__Selected text__
= = = =
# nds-card.com



## WiiCube_2013 (Aug 28, 2015)

I've decided to purchase the R4i Gold 3DS flashcart from NDS-Card as it's the website GBATemp is advertising, so surely I trust it to be reliable enough. It's been already paid for but just in case I sent them an email, too, regarding the other to make sure everything's in order.

Honestly, I don't really like how they work without Paypal. It just feels so inadequate. :-/

EDIT: Just received an email from them.



> Hello my friend,
> 
> Thank you very much for
> placing an order.
> ...


----------



## VinsCool (Aug 28, 2015)

Then you are fine, if they replied so quickly, you shouldn't have any problem.


----------



## WiiCube_2013 (Aug 28, 2015)

Hopefully that's the case but I still don't trust these companies as they've been banned from Paypal or have to use a non-secure method if something goes wrong.


----------



## ihaveahax (Aug 28, 2015)

WiiCube_2013 said:


> I still don't trust these companies as they've been banned from Paypal


I think PayPal doesn't want anything to do with emulators, flash cards, etc. So it's not really the fault of the seller. Correct me if I'm wrong please.
= = = =
__Supplied material__
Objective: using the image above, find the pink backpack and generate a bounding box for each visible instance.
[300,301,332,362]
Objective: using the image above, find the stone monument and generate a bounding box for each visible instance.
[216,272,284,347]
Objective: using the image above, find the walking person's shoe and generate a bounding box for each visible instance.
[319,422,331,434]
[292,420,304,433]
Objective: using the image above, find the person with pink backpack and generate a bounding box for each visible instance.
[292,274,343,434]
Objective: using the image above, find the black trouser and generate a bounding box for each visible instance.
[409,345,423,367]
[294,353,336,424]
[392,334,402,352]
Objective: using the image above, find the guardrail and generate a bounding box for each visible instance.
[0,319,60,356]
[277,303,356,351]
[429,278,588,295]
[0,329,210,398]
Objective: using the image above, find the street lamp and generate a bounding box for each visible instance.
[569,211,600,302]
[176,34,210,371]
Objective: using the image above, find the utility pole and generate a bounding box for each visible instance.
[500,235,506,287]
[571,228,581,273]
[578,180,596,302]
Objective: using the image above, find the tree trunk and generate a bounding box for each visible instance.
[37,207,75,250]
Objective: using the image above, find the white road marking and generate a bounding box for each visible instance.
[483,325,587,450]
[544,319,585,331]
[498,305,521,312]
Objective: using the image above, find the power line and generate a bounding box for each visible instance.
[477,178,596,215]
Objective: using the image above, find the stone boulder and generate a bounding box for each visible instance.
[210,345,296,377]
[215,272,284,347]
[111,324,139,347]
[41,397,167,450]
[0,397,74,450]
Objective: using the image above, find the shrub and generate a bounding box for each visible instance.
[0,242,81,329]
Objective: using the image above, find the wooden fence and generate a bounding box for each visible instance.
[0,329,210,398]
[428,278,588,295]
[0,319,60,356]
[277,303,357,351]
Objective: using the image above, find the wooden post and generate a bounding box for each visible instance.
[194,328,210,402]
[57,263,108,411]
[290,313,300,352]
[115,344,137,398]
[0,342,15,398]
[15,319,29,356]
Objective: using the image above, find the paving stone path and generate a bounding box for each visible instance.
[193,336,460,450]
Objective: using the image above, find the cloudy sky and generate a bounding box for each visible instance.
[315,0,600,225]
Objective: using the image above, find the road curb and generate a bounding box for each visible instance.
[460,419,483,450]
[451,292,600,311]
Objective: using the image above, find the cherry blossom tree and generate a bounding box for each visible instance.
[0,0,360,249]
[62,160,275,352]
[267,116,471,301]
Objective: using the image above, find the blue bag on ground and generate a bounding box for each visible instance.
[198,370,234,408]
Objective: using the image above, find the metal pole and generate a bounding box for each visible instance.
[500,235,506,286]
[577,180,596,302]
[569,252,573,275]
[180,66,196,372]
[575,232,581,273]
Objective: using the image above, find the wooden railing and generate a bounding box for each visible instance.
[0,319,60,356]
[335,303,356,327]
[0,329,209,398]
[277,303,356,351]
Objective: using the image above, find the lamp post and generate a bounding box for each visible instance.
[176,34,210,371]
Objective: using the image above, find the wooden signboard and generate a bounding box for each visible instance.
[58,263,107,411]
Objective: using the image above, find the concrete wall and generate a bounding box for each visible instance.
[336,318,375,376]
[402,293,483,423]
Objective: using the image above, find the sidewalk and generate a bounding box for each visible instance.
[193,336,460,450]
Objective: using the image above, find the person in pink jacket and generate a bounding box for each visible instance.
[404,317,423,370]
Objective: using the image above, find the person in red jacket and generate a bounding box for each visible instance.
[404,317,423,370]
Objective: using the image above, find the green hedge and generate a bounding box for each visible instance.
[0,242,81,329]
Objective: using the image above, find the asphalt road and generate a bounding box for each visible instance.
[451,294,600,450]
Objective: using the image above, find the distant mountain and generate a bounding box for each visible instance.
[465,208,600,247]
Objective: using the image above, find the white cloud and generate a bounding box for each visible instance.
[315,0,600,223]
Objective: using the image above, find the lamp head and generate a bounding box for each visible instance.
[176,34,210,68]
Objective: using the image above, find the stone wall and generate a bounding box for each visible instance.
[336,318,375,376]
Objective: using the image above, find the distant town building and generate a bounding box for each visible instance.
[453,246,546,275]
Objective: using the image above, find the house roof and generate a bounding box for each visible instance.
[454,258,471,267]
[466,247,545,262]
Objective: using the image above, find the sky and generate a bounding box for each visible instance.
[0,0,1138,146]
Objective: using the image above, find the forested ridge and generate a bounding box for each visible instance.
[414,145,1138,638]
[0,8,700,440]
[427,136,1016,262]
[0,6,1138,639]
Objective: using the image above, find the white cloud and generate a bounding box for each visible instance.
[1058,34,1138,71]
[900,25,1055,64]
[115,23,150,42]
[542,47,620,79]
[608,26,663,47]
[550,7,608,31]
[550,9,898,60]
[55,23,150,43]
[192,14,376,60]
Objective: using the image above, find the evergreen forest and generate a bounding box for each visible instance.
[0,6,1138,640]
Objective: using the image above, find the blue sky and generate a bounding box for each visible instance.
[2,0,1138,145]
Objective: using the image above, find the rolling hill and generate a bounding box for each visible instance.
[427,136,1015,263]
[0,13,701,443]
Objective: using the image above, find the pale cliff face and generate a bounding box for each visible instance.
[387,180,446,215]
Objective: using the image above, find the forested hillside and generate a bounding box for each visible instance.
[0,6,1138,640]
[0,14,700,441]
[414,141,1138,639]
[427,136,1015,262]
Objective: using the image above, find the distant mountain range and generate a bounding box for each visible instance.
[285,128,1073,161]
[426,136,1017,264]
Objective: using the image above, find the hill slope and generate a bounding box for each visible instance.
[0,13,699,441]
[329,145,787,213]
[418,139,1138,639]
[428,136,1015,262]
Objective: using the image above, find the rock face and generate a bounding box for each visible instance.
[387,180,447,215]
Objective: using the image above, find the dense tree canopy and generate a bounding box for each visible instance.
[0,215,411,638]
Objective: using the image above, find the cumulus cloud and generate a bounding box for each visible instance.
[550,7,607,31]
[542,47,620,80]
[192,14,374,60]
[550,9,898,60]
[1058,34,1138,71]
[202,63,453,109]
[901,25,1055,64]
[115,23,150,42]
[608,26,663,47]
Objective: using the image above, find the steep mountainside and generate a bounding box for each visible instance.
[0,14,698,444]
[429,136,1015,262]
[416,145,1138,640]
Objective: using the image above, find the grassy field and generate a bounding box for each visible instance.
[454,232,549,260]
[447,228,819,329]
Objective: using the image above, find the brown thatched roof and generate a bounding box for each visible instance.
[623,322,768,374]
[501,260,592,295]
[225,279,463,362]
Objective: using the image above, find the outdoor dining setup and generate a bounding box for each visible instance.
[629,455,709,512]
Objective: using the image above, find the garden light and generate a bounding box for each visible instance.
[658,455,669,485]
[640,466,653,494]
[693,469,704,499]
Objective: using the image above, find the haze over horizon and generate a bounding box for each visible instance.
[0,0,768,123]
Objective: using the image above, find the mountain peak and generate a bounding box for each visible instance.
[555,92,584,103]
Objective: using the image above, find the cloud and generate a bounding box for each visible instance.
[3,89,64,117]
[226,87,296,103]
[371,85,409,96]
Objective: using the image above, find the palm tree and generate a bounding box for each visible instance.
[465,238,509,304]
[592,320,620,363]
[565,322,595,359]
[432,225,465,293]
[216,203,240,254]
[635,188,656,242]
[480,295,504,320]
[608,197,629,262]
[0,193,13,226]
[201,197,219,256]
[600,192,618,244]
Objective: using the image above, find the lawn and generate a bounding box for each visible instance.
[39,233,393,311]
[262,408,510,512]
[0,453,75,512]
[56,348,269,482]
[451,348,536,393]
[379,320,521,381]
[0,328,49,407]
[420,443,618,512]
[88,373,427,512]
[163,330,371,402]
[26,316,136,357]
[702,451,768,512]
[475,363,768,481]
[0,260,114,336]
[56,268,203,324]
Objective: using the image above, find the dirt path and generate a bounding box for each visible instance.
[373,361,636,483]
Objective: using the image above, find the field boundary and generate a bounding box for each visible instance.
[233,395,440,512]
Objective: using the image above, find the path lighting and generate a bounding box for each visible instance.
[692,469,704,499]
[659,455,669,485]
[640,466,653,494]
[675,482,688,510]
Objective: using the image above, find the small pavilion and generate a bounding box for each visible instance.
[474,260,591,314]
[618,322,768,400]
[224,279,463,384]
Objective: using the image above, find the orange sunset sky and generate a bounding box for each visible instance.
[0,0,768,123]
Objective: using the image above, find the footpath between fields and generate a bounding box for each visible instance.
= = = =
Rewrite the stretch of the forum thread from "I've decided to" through "everything's in order.", renaming "R4i Gold 3DS" to "R4i Gold Pro".

__Full response__
I've decided to purchase the R4i Gold Pro flashcart from NDS-Card as it's the website GBATemp is advertising, so surely I trust it to be reliable enough. It's been already paid for but just in case I sent them an email, too, regarding the other to make sure everything's in order.